Work to complete: Copy out the records below word for word, from the line containing "Tag one point on every instance of the blue sky" down through the last line.

***

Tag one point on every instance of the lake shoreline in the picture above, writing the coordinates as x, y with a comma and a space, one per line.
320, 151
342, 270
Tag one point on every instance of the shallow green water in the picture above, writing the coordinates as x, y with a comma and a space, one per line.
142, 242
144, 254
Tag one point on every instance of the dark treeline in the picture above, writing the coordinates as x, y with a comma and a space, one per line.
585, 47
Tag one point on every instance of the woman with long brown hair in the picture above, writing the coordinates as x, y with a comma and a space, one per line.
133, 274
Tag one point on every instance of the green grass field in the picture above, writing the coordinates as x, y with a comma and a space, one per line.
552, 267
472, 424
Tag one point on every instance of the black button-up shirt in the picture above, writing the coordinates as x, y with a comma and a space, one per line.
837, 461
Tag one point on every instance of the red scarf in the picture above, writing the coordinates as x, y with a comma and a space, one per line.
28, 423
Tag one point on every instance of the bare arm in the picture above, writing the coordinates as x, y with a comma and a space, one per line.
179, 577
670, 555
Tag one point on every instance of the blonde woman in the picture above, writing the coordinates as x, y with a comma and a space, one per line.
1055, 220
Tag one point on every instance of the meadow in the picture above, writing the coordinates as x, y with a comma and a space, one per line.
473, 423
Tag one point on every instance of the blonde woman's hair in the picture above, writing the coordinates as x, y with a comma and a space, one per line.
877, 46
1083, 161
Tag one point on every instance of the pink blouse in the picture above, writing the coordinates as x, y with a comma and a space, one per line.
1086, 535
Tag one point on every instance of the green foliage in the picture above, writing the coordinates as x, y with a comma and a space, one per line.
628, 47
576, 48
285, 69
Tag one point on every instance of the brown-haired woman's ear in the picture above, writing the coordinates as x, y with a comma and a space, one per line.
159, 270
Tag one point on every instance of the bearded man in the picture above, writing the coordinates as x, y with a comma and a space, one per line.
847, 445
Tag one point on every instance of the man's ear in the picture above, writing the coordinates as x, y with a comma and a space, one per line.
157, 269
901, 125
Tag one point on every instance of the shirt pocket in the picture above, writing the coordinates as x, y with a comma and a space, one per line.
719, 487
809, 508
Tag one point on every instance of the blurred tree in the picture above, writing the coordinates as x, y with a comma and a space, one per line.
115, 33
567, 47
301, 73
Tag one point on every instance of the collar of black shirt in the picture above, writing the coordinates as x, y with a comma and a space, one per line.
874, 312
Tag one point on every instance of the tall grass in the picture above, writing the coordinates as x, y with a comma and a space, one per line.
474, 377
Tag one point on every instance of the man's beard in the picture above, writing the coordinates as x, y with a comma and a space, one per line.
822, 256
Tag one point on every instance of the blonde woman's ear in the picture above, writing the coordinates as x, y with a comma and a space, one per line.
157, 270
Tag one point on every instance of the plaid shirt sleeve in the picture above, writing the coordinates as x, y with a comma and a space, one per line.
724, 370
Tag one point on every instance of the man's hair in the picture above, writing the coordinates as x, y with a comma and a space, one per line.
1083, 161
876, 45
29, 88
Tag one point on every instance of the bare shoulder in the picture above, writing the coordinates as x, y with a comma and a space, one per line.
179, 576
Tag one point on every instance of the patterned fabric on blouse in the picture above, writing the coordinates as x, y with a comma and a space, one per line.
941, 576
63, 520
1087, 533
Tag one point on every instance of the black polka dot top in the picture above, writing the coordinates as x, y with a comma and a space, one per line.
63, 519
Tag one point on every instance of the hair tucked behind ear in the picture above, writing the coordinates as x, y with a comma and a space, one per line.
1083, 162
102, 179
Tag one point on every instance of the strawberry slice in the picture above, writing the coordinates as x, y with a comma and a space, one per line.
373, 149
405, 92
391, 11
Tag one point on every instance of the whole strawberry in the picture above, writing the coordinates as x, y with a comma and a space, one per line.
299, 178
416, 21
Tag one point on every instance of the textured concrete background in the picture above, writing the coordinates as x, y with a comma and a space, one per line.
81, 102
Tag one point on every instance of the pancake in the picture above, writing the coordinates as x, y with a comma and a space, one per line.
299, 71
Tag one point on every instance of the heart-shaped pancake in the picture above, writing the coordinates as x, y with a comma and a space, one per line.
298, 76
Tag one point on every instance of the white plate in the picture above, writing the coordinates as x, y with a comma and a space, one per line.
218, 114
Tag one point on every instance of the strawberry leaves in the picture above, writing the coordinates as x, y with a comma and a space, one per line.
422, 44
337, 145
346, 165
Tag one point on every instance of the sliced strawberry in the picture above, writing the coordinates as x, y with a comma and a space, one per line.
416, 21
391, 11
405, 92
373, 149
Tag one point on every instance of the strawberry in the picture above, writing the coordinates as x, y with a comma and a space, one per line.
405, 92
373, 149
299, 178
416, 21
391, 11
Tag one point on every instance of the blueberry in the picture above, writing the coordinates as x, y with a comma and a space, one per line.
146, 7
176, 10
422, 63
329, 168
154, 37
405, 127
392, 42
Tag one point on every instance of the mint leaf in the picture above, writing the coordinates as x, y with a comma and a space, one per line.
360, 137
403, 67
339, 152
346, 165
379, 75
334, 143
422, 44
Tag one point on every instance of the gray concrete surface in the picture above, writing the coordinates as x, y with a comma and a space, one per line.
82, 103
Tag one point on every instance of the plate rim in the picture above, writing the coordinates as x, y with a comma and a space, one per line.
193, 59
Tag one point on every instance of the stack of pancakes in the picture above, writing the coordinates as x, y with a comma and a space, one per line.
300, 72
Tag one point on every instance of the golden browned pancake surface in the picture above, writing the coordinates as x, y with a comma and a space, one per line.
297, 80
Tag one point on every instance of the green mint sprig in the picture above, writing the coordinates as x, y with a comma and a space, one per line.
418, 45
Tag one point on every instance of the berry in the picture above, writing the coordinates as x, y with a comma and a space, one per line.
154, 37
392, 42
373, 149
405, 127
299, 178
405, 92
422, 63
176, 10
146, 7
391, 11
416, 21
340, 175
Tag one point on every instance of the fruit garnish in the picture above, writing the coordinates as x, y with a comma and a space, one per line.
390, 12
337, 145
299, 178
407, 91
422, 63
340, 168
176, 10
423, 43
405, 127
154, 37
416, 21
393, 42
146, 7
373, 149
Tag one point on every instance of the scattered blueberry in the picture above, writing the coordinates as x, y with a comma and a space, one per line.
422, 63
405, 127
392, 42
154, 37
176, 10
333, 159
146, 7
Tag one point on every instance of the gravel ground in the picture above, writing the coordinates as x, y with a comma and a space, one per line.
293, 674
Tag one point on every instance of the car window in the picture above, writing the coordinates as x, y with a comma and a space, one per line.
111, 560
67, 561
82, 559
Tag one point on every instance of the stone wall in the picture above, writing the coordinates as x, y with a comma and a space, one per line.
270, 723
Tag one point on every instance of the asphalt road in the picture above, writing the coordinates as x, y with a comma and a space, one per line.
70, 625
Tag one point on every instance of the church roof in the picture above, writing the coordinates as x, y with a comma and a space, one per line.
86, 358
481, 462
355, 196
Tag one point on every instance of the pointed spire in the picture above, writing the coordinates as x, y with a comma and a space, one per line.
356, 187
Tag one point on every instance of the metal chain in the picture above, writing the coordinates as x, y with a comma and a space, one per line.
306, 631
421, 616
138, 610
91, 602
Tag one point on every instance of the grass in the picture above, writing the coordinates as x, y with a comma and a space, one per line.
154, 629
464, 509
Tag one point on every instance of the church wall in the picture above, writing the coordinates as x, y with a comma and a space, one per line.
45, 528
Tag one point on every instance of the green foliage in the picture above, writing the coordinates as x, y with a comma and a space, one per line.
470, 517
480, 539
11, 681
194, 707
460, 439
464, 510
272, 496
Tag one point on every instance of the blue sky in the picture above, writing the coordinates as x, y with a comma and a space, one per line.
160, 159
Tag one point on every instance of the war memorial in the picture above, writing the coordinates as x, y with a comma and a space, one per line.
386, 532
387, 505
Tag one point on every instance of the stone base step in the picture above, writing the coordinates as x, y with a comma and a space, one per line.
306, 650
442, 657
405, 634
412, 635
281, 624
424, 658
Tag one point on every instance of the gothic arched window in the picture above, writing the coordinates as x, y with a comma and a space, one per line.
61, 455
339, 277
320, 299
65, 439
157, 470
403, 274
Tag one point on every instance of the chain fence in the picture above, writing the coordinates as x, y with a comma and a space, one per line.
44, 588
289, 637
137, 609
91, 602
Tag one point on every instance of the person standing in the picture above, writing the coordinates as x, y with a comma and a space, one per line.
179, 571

***

Problem solution:
Tag one point on every instance of the blue sky in the picture above, writing the coordinates as x, y with a comma and a space, one per line.
160, 159
Tag one point on every instance of the war memorial in the picture above, writing the coordinates as x, y with a comma and a space, one per line.
386, 532
387, 505
Tag one point on every instance of the stone base step in the picture above, writing the coordinates as x, y with a comma and a space, one per line.
306, 650
442, 657
405, 634
412, 635
281, 624
424, 658
Tag one point on every instance of the gothic arched window in the picture above, writing the coordinates as x, y with a comma and a space, one per line.
61, 455
339, 277
320, 299
65, 439
157, 470
403, 274
Tag one point on every instance of the chain fence in the picture above, writing the coordinates as x, y with a comma and a space, one per line.
44, 588
289, 637
137, 609
91, 602
Tag one point on every instance of the person standing in the picture above, writing the coordinates as x, y with a comma and a space, one per line.
179, 571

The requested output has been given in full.